How to complete this task.
Please summarize the article below on the FDA's response to the opioid epidemic in three sentences.
___ Text excerpt ___
While the new FDA Commissioner’s plans to combat the opioid abuse epidemic are lauded, there are some other ways the agency could combat the problem, an expert told Drug Topics.

“Patients must be prescribed opioids only for durations of treatment that closely match their clinical circumstances and that don’t expose them unnecessarily to prolonged use, which increases the risk of opioid addiction,” wrote Scott Gottlieb, MD, in a blog post to FDA staff and the public.

Gottlieb also established an Opioid Policy Steering Committee, “which will bring together some of the agency’s most senior career leaders to explore and develop additional tools or strategies FDA can use to confront this crisis,” Gottlieb said. “While there has been a lot of good work done by FDA to date, and many people are working hard on this problem, I have asked my FDA colleagues to see what additional, more forceful steps we might take.”

Related article: Is $485 million enough to end the opioid epidemic?

G. Richard Smith, MD, Professor of Psychiatry, Medicine and Public Health at the University of Arkansas for Medical Sciences (UAMS), told Drug Topics that the Opioid Policy Steering Committee will be useful because it focuses FDA’s attention on the problem of opioid addiction.The FDA has vast reach and depth; thus, its attention to this matter could make a big difference,” he said.

However, Smith argued that the agency could better combat the opioid addiction problem by helping speed development and market access to effective, non-opioid pain relievers. “We have been using opioids for pain for hundreds, if not thousands of years, why are there not other effective and non-addictive pain medications?” he asked.

However, Smith agreed with the issues that Gottlieb directed the Steering Committee to explore. Gottlieb wrote, “Should FDA take additional steps, under our risk management authorities, to make sure that the number of opioid doses that an individual patient can be prescribed is more closely tailored to the medical indication? For example, only a few situations require a 30-day supply. In those cases, we want to make sure patients have what they need. But there are plenty of situations where the best prescription is a two- or three-day course of treatment. This might require FDA to work more closely with provider groups to develop standards for prescribing opioids in different clinical settings.”

“Certainly, most acute pain situations such as surgery or trauma do not require a 30-day supply,” Smith said. “This recommendation, if followed, will reduce the likelihood that the patient may inadvertently become addicted, and it will reduce the potential for diversion of opioid to others.”

Related article: Will Gottlieb’s Faster Drug Approvals at FDA Help or Harm?

Other questions that Gottlieb said the Steering Committee should review include “Are there circumstances under which FDA should require some form of mandatory education for health care professionals, to make certain that prescribing doctors are properly informed about appropriate prescribing recommendations, understand how to identify the risk of abuse in individual patients, and know how to get addicted patients into treatment?” and “Is FDA using the proper policy framework to adequately consider the risk of abuse and misuse as part of the drug review process for the approval of these medicines? Are we doing enough when we evaluate new opioid drugs for market authorization, and do we need additional policies in this area?”
___ Record excerpts ___
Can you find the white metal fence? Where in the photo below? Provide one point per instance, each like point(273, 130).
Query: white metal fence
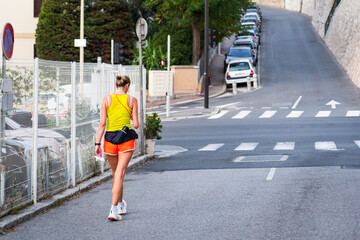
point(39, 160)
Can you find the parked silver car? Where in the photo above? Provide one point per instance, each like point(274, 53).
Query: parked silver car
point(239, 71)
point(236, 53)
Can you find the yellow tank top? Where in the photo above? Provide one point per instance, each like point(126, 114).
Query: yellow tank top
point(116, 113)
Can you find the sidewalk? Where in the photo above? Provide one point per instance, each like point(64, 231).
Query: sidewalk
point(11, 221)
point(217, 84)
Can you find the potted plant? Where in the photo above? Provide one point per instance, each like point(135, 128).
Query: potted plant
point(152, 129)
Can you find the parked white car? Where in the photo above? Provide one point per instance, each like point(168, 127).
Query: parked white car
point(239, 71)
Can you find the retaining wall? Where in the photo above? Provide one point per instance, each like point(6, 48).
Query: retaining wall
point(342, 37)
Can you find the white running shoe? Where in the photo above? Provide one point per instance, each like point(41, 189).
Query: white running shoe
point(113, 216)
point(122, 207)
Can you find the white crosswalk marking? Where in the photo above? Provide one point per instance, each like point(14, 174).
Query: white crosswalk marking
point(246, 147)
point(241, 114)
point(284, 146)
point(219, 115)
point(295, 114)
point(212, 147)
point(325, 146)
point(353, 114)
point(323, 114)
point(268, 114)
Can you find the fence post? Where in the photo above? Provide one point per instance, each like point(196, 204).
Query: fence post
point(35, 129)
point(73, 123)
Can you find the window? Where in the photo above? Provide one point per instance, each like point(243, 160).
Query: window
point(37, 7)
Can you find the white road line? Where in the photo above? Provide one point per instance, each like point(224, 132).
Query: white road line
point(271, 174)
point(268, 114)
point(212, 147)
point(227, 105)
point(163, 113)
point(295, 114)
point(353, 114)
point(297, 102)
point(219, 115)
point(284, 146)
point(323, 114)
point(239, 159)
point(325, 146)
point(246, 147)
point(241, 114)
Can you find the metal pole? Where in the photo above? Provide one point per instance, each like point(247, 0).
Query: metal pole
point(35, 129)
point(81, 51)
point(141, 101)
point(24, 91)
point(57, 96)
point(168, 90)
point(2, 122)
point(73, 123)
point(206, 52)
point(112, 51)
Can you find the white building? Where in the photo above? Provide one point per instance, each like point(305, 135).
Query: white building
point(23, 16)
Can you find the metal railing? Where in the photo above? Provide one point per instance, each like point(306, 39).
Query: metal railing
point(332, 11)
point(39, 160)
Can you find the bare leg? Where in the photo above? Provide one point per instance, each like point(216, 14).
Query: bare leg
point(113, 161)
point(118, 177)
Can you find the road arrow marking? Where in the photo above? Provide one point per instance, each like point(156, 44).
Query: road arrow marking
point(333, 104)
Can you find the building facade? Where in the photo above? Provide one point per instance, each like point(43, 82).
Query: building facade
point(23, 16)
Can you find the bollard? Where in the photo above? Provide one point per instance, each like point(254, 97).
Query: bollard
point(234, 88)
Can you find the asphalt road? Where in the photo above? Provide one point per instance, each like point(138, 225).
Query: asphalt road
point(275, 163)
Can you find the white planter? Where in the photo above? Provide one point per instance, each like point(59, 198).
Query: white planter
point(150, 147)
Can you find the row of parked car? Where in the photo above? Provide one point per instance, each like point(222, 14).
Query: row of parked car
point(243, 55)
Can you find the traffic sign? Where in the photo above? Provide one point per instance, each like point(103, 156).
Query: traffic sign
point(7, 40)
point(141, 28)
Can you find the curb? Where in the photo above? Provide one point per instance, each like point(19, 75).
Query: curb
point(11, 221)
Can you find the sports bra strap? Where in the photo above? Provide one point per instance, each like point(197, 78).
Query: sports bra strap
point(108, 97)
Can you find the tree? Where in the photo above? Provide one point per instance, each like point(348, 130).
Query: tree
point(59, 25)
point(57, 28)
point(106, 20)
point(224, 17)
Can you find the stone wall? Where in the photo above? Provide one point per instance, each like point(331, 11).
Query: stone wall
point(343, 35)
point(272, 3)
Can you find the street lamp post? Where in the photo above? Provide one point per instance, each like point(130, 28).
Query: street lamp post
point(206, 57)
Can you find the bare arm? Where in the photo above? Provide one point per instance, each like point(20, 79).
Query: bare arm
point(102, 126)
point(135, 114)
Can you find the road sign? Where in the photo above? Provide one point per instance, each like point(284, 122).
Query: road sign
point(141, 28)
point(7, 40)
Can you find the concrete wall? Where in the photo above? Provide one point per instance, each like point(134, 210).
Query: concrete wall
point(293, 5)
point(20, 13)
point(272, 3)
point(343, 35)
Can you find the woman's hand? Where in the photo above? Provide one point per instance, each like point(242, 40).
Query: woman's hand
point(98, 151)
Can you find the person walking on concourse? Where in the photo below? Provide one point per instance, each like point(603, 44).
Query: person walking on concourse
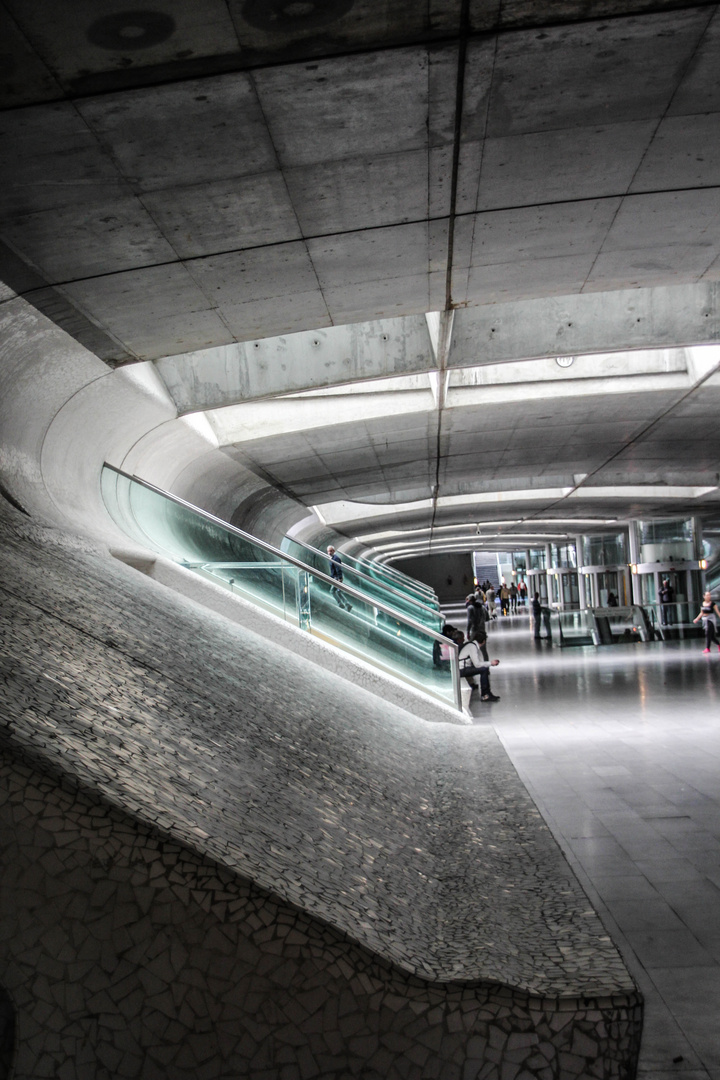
___
Result.
FDA Commissioner Scott Gottlieb wrote that patients should be prescribed opioids only for durations that closely match their clinical circumstances, and he established an Opioid Policy Steering Committee to explore additional tools or strategies against the crisis. G. Richard Smith of the University of Arkansas for Medical Sciences told Drug Topics that the committee will be useful because it focuses the FDA's attention on opioid addiction. He argued that the agency could better combat the problem by helping speed development and market access of effective non-opioid pain relievers, but he agreed with the issues Gottlieb directed the committee to explore, including tailoring the number of doses prescribed to the medical indication, and said most acute pain situations do not require a 30-day supply.